> Given problem 1
Please answer these questions from the SPCP7 editorial, marking your answers (a), (b) and (c):
(a) Who is listed as the tester?
(b) What prerequisite does the editorial name?
(c) How many random items are moved from box i to box i+1?
> Given problem 2
Print the stretch of the SPCP7 editorial from "For each i from" through "the K-th box.".

* Begin Excerpt provided *

SPCP7 - Editorial

iceknight1093 · November 29, 2023, 4:30pm

PROBLEM LINK:

Practice
Contest: Division 1
Contest: Division 2
Contest: Division 3
Contest: Division 4

Author: alpha_ashwin, shanmukh29
Tester: raysh07
Editorialist: iceknight1093

DIFFICULTY:

TBD

PREREQUISITES:

Elementary probability

PROBLEM:

There are B boxes, each containing M cheese balls and N chicken bones.
For each i from 1 to B-1, i random items are moved from box i to box i+1.

At the end of the process, find the expected number of cheese balls in the K-th box.

EXPLANATION:

The process seems like it gets complicated very quickly, but it really doesn’t.
The key here is to look at things from a global perspective, and the final answer turns out to be quite simple!

The main observation to be made here is that, since all the boxes start with an equal ratio of cheese balls to chicken bones, moving around a few items randomly doesn’t really change that ratio (or rather, the expected ratio) at all.
Intuitively, you can see that:

The expected number of cheese balls moved from box 1 to 2 is \frac{M}{M+N}.

* End Excerpt provided *
* Begin Recorded information *

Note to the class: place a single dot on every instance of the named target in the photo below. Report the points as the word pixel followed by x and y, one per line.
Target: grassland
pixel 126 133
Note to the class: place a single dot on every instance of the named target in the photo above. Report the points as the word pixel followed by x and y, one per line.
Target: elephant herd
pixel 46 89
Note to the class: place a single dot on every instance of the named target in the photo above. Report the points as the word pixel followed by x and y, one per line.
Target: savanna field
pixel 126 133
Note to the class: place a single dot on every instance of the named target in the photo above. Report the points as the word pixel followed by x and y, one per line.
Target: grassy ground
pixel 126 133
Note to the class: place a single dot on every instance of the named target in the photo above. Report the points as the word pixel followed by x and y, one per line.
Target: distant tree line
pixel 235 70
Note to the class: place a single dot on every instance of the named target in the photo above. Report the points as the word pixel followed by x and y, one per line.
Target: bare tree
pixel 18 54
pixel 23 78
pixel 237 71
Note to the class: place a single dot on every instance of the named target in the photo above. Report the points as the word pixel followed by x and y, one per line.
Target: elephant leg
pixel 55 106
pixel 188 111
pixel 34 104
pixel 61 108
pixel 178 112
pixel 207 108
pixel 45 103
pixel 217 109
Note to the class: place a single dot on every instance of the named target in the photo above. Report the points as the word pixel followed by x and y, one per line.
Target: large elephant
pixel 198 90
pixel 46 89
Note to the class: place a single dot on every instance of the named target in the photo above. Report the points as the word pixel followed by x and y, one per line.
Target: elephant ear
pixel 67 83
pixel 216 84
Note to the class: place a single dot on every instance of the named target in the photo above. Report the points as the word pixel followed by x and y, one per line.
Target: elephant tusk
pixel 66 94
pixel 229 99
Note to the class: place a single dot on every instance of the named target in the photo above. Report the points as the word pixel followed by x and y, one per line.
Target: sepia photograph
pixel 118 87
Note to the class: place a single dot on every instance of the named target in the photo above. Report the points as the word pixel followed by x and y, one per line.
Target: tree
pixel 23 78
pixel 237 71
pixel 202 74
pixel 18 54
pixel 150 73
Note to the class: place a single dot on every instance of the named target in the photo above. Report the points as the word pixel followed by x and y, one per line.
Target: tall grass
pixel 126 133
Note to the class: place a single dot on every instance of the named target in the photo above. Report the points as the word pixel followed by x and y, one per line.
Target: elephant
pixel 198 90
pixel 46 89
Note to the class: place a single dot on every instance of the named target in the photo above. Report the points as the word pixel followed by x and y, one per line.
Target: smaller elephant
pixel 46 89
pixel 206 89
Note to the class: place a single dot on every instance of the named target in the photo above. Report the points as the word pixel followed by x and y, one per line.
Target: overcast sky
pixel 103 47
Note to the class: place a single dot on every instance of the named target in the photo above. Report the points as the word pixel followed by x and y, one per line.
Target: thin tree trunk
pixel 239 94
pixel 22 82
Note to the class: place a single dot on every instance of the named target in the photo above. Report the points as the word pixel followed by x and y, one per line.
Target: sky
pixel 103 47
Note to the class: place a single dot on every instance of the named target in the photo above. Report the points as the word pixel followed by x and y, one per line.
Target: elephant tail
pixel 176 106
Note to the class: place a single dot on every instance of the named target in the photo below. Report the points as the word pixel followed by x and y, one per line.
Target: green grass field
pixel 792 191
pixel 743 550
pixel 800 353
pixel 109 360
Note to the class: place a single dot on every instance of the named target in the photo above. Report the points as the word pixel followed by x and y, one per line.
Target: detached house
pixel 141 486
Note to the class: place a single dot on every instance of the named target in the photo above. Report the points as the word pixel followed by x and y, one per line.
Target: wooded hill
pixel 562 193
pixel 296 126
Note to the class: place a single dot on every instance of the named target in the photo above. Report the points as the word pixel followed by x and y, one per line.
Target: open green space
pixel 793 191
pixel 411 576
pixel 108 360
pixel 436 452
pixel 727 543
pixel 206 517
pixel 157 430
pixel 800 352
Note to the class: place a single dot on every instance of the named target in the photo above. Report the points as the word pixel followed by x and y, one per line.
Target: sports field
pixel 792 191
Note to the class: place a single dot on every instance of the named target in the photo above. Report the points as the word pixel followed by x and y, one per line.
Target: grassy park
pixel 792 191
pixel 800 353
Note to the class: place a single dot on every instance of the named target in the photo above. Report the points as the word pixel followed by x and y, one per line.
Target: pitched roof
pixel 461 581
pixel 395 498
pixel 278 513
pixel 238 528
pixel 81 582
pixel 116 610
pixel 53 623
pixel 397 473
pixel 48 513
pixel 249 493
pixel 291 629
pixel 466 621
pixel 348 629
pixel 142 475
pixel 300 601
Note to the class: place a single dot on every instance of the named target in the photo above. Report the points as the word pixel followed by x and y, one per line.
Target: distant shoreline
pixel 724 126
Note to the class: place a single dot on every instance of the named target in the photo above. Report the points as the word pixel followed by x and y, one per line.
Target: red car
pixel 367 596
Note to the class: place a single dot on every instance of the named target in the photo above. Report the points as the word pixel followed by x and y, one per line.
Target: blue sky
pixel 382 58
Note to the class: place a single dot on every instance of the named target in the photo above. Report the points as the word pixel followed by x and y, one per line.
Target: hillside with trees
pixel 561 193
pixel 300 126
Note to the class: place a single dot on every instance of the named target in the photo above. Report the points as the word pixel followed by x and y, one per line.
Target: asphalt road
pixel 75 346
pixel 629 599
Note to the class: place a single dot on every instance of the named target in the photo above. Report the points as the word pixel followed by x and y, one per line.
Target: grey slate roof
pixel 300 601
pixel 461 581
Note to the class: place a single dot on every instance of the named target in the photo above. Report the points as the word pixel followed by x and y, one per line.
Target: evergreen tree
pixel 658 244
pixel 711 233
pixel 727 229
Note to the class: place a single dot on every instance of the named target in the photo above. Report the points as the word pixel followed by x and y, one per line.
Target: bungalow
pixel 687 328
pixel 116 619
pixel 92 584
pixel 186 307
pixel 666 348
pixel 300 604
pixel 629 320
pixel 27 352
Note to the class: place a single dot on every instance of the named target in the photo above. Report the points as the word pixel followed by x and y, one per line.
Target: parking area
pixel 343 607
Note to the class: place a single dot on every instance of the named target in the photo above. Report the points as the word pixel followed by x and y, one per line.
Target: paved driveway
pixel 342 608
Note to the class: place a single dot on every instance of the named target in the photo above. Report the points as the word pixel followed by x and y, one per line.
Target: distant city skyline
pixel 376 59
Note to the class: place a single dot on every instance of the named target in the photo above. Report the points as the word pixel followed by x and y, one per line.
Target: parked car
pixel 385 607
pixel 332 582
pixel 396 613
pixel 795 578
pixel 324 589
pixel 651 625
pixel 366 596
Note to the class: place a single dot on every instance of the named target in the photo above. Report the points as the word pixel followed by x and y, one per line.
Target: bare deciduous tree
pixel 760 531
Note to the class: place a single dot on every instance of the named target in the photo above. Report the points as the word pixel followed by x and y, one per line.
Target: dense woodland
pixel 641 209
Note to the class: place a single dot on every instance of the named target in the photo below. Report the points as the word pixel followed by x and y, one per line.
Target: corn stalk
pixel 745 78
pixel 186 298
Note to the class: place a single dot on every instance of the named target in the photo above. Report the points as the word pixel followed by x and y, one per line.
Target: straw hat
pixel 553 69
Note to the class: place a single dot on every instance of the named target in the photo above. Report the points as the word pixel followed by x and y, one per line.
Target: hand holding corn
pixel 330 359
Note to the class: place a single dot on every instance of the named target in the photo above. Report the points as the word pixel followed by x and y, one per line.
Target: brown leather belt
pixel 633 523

* End Recorded information *

> Correct output 1
(a) raysh07
(b) Elementary probability
(c) i

> Correct output 2
For each i from 1 to B-1, i random items are moved from box i to box i+1.

At the end of the process, find the expected number of cheese balls in the K-th box.